EXERCISE AIM: Count the lines in the items below that contain the string "bulb", with case counting. Reply with the number alone.

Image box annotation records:
•••••

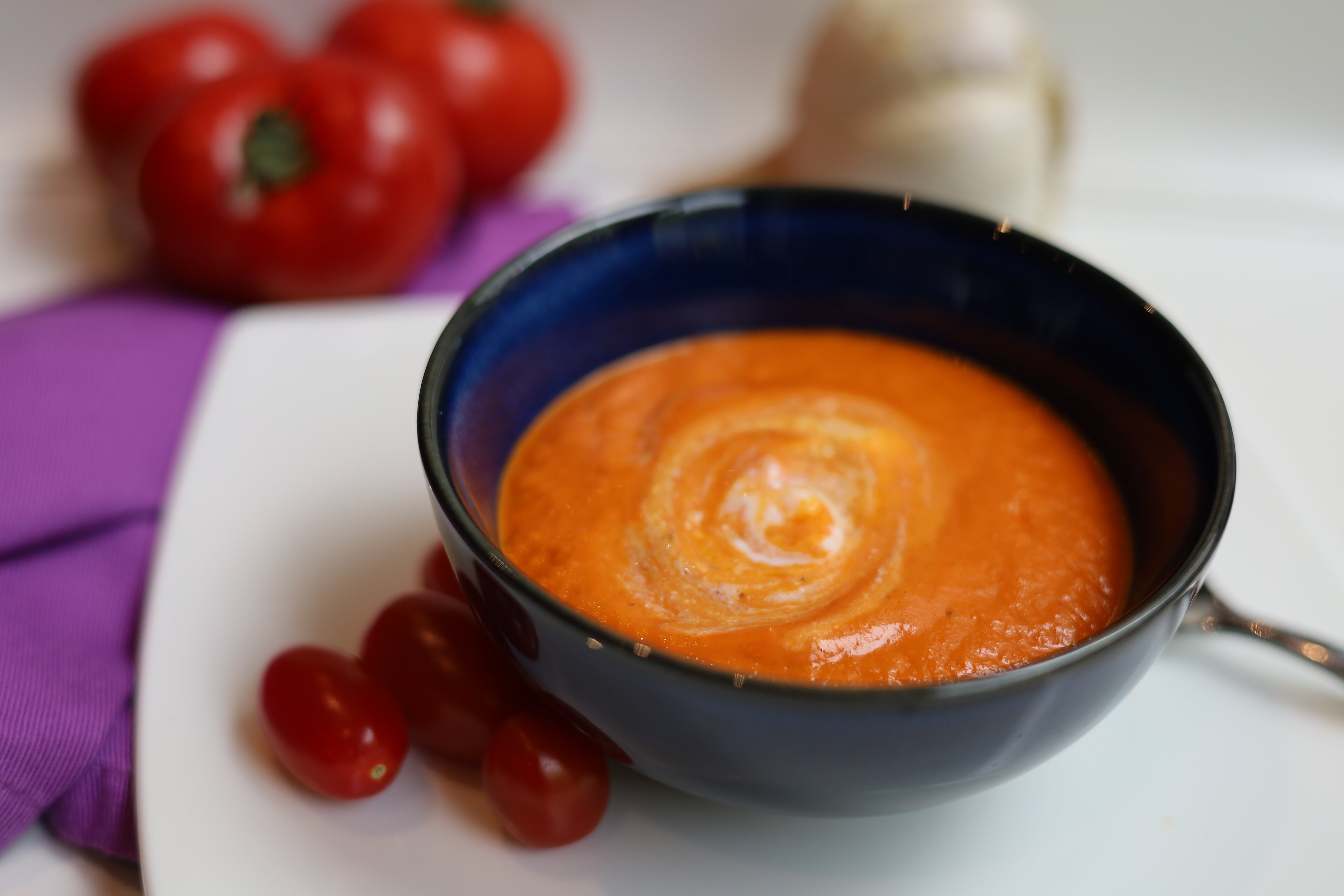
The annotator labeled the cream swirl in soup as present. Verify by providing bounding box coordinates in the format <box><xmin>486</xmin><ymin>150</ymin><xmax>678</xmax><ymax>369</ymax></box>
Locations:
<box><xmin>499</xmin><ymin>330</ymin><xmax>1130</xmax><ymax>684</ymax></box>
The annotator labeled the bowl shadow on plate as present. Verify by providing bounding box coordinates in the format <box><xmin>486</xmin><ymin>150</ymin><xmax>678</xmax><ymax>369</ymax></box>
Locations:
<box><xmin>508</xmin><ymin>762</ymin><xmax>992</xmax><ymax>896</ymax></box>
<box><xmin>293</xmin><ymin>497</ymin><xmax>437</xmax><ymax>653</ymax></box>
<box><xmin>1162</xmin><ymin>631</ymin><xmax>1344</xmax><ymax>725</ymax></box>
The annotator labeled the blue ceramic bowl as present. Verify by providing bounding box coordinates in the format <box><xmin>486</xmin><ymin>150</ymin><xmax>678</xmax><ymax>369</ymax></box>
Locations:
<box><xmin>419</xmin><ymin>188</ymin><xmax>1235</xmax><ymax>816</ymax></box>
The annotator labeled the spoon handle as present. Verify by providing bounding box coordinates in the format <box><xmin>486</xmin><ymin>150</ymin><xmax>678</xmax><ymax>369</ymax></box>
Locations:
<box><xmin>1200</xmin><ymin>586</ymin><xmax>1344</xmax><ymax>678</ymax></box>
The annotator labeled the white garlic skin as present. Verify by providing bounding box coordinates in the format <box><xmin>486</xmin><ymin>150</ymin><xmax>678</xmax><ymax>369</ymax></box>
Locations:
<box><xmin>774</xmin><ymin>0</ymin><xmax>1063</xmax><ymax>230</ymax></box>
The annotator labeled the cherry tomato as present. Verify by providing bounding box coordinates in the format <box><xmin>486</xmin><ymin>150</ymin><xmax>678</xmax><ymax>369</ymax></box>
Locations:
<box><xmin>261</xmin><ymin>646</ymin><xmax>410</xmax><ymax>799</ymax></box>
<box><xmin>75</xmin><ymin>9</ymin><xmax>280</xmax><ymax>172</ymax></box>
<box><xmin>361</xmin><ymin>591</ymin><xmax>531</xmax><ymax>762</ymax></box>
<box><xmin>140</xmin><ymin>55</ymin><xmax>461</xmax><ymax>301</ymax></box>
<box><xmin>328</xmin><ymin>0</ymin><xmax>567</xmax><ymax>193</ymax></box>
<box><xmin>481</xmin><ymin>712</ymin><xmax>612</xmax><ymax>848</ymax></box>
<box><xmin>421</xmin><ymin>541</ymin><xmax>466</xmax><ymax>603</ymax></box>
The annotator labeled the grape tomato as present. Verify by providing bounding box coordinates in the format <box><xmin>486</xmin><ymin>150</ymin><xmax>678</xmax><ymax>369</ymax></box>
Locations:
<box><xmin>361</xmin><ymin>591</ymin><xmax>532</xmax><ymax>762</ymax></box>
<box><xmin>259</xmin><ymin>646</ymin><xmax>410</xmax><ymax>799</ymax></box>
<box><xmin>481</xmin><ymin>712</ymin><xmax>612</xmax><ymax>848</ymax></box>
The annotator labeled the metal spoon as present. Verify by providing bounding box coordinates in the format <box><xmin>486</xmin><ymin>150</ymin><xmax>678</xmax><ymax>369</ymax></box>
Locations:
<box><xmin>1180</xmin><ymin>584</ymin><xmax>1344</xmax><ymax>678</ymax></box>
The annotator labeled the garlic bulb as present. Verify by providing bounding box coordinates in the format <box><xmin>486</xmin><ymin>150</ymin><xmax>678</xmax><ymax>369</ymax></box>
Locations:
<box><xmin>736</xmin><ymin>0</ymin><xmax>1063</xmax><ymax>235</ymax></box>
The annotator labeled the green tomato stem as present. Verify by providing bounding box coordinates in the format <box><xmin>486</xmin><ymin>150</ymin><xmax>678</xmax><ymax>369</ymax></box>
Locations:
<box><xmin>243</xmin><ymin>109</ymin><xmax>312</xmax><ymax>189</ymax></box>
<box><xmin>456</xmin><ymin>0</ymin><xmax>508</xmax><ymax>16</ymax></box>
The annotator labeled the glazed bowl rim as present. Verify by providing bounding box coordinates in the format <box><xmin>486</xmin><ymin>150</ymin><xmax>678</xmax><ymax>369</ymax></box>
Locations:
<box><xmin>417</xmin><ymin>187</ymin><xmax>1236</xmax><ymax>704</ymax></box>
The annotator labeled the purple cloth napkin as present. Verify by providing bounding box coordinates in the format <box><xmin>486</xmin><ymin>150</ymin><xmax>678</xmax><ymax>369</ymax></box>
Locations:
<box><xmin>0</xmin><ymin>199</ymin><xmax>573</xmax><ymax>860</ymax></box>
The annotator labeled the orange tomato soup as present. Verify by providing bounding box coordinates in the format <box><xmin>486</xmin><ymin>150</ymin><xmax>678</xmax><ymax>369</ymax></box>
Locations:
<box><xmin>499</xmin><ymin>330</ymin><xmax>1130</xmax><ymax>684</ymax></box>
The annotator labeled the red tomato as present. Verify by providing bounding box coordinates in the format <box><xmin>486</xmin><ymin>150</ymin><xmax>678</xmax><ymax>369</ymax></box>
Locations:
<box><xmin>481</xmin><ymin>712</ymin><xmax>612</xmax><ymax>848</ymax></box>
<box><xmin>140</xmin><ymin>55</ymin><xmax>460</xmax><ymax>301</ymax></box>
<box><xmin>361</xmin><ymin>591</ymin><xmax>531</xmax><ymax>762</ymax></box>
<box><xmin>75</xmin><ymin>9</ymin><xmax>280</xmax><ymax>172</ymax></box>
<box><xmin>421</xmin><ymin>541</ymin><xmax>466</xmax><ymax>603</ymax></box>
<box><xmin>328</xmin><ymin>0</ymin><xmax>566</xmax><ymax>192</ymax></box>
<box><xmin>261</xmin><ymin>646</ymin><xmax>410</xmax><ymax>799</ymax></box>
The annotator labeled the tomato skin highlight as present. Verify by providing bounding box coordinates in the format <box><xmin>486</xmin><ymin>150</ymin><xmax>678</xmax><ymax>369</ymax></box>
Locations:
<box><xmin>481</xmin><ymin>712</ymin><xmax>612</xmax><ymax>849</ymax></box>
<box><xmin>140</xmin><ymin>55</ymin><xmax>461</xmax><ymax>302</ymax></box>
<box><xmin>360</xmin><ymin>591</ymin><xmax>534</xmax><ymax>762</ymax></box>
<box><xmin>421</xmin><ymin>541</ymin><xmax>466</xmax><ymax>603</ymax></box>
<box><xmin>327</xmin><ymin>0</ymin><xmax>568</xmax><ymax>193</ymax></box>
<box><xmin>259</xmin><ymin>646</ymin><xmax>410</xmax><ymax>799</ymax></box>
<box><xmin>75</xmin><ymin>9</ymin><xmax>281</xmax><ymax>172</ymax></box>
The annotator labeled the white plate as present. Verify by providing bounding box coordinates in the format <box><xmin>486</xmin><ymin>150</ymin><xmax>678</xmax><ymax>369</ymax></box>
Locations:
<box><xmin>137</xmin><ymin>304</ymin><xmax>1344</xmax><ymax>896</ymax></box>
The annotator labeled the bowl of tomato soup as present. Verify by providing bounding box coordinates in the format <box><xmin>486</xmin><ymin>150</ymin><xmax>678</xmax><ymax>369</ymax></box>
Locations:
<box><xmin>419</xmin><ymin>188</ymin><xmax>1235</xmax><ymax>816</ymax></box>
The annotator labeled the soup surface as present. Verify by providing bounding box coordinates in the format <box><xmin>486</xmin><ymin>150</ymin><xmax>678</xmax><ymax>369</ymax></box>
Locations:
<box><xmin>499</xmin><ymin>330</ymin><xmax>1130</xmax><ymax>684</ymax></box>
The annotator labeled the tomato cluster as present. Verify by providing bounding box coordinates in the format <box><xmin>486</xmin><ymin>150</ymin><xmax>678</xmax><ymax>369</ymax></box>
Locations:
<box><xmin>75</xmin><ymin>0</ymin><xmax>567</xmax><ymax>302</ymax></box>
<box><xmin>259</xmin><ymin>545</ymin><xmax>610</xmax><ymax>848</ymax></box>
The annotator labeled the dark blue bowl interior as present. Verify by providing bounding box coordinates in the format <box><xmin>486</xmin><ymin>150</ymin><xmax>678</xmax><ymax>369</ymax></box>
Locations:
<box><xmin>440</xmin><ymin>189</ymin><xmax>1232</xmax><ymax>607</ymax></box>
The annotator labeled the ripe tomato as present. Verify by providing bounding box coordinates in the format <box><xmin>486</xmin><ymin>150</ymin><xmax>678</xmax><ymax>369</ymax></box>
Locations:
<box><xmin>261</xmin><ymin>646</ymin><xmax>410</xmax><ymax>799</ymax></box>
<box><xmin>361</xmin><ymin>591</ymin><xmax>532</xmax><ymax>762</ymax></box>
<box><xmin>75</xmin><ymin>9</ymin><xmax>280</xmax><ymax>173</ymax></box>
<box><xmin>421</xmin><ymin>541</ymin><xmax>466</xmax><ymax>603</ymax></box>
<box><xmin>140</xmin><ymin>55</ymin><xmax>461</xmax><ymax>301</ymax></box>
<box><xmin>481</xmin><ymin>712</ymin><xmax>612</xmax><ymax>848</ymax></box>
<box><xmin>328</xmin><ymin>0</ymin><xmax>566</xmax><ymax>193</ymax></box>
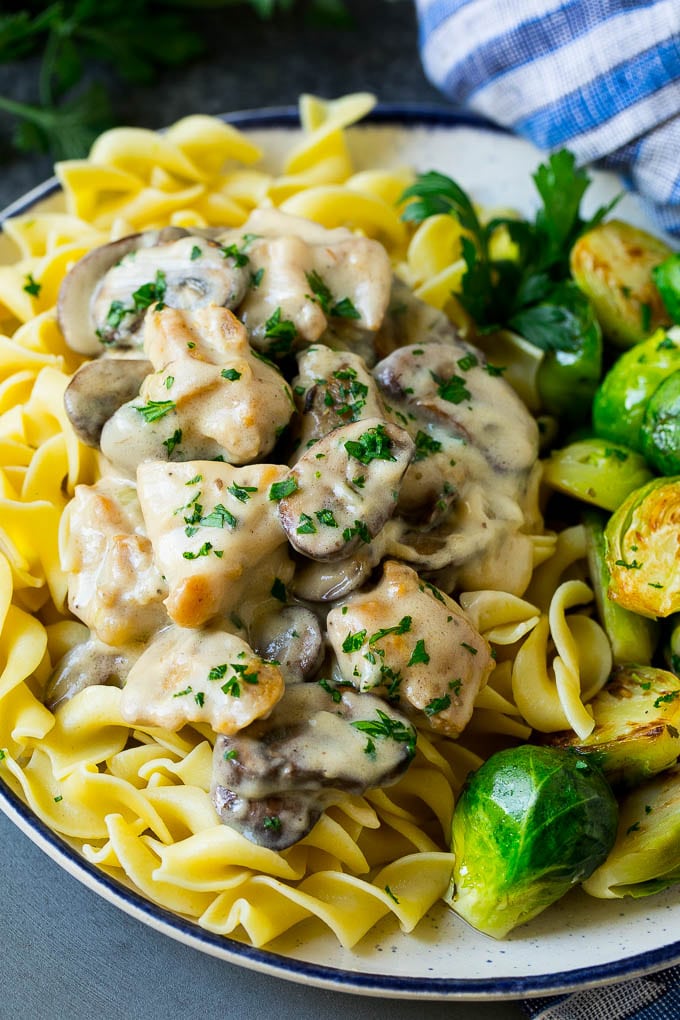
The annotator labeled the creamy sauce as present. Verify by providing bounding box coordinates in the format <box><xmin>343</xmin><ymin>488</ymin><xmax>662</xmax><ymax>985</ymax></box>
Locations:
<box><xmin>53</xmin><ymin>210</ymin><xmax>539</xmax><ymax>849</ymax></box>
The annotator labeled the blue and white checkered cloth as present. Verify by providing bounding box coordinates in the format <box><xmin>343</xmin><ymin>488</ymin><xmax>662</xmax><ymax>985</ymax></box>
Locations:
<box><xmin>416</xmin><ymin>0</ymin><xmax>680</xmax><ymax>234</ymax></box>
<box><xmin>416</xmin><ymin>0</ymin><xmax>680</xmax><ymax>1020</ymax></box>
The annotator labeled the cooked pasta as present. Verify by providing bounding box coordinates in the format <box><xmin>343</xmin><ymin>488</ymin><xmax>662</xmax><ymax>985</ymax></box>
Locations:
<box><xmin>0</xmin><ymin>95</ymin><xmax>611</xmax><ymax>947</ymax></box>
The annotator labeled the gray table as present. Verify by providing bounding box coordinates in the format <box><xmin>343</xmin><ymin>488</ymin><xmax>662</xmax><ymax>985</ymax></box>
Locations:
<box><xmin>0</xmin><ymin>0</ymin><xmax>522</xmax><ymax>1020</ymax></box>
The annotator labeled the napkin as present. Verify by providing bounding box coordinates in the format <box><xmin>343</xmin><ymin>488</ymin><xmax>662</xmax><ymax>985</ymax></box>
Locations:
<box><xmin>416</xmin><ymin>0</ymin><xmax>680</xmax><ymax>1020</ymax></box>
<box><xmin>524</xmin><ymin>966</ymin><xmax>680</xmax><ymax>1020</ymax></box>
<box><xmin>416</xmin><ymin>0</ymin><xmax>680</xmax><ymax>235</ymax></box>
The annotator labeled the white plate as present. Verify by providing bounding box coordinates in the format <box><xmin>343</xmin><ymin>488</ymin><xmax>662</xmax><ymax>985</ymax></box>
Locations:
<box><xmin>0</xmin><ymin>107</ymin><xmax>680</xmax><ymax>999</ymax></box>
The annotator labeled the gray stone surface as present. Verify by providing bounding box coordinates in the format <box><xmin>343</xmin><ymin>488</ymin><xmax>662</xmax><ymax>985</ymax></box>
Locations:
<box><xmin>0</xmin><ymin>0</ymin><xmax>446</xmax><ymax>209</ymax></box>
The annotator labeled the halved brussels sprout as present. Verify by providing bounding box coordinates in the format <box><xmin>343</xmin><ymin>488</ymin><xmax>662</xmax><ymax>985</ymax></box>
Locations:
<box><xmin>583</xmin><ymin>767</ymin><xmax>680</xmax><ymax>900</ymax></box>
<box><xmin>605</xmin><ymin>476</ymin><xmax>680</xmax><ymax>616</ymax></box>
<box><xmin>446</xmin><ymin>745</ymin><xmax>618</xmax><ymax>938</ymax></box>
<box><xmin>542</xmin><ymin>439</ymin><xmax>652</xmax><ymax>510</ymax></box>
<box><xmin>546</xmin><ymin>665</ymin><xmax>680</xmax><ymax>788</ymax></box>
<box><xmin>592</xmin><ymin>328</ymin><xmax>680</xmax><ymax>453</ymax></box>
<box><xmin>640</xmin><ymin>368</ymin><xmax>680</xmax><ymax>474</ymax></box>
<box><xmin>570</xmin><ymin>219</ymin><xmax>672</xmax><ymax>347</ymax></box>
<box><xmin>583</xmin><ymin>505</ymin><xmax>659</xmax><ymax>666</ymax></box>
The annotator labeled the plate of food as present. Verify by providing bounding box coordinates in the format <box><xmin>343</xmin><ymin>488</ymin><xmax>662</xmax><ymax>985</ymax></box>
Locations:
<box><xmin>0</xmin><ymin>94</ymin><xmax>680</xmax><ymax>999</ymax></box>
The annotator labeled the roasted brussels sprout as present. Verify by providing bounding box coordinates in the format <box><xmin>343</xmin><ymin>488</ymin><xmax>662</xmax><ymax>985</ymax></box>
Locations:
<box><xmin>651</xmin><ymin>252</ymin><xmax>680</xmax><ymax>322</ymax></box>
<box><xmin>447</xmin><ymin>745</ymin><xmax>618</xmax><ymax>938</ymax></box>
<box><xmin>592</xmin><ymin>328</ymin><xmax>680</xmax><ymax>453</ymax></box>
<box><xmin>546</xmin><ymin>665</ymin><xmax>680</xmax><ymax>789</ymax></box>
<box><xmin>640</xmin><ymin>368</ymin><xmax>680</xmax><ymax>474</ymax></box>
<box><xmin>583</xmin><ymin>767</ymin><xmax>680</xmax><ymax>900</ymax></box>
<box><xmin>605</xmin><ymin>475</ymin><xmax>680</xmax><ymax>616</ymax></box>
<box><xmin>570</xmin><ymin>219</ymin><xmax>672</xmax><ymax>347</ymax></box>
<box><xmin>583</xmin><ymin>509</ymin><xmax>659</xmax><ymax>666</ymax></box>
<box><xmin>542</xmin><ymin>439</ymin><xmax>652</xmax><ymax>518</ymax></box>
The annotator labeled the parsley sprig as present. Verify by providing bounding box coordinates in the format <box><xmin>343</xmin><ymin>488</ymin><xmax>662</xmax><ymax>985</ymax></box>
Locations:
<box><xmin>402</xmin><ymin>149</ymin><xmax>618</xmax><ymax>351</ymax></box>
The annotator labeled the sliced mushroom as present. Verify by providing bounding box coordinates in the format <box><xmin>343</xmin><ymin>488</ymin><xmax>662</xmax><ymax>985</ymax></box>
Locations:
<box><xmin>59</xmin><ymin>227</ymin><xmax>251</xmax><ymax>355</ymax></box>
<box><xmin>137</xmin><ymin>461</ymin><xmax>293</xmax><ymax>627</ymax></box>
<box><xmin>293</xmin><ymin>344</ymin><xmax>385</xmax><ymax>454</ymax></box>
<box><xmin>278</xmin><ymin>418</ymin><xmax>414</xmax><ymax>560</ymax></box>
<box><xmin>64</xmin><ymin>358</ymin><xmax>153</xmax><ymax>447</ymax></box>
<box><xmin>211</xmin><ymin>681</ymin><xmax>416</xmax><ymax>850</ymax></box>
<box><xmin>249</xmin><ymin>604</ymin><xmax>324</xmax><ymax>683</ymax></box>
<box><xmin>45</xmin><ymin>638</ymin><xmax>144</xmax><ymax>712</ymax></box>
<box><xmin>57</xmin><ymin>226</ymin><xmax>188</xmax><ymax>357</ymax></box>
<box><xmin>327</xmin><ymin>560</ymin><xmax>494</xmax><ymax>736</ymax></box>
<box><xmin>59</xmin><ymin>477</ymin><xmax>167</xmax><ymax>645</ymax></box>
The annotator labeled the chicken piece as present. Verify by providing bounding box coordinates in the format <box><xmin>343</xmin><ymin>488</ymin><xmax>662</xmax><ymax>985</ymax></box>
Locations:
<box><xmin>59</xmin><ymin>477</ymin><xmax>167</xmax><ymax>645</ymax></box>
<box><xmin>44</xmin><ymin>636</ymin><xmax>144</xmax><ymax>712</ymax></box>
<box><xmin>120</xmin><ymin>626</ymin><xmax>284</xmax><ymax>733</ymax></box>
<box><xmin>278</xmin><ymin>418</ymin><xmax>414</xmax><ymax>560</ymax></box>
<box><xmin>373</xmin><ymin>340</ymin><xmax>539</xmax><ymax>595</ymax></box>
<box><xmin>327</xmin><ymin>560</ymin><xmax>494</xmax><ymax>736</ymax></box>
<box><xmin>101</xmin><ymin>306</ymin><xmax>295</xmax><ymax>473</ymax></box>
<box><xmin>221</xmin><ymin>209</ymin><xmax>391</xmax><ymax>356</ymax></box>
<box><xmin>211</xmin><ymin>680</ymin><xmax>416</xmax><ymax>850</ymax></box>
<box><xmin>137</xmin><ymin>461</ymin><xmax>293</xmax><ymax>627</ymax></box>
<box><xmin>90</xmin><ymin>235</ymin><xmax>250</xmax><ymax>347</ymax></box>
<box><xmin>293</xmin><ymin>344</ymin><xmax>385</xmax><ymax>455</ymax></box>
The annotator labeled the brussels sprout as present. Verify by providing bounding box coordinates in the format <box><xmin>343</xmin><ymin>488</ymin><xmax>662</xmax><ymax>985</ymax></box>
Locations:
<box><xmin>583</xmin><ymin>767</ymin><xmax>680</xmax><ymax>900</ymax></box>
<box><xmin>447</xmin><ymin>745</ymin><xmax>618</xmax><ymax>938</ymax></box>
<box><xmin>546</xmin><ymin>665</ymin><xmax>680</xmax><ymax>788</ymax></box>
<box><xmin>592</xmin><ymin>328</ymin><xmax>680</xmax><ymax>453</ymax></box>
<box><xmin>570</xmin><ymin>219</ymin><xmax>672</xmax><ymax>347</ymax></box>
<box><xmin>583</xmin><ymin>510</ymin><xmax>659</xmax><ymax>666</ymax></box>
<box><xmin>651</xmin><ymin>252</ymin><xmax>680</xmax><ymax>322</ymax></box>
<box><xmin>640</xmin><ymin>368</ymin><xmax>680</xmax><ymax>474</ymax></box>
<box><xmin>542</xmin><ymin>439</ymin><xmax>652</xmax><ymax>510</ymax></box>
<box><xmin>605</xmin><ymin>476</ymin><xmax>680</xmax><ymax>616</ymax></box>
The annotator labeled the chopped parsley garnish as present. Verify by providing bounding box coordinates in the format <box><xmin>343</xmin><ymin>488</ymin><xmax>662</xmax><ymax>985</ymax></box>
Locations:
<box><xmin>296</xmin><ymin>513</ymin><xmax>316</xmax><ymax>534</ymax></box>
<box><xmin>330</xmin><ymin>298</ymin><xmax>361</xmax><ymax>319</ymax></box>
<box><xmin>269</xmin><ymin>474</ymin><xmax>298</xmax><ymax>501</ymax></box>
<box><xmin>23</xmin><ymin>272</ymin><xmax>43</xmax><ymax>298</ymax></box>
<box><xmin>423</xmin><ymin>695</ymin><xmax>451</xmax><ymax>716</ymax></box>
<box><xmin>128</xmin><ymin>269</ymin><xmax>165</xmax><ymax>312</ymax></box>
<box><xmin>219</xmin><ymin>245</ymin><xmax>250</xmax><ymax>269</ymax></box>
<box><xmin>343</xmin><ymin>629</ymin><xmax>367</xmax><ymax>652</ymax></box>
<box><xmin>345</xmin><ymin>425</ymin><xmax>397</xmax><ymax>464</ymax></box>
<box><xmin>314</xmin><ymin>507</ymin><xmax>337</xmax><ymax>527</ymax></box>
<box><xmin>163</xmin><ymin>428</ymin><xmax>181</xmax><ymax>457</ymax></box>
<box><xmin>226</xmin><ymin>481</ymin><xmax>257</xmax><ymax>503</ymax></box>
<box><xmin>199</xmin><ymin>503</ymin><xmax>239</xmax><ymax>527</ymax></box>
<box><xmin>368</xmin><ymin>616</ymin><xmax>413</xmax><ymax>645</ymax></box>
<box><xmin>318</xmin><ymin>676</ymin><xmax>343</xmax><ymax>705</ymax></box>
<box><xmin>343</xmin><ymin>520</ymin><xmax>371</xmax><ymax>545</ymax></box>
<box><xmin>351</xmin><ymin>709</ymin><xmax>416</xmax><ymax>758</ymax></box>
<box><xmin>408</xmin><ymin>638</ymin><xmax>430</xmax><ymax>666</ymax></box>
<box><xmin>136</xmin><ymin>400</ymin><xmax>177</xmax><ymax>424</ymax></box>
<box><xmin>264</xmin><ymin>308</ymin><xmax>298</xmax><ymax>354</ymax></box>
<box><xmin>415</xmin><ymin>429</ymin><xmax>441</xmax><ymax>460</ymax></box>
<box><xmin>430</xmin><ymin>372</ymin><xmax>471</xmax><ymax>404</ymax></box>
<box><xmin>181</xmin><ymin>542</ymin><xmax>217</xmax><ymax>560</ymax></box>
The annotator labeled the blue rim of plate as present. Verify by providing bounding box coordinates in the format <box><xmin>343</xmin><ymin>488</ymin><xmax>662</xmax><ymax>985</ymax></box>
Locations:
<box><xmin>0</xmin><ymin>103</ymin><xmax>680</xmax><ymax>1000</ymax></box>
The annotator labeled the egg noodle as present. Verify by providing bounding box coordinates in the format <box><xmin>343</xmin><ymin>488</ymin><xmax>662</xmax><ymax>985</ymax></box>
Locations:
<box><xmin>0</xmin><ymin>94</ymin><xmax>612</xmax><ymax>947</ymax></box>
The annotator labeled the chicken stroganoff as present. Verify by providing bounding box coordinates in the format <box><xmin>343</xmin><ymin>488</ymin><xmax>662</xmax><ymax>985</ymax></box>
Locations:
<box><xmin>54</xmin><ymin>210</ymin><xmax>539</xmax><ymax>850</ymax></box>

•••••

EXERCISE ANSWER: 1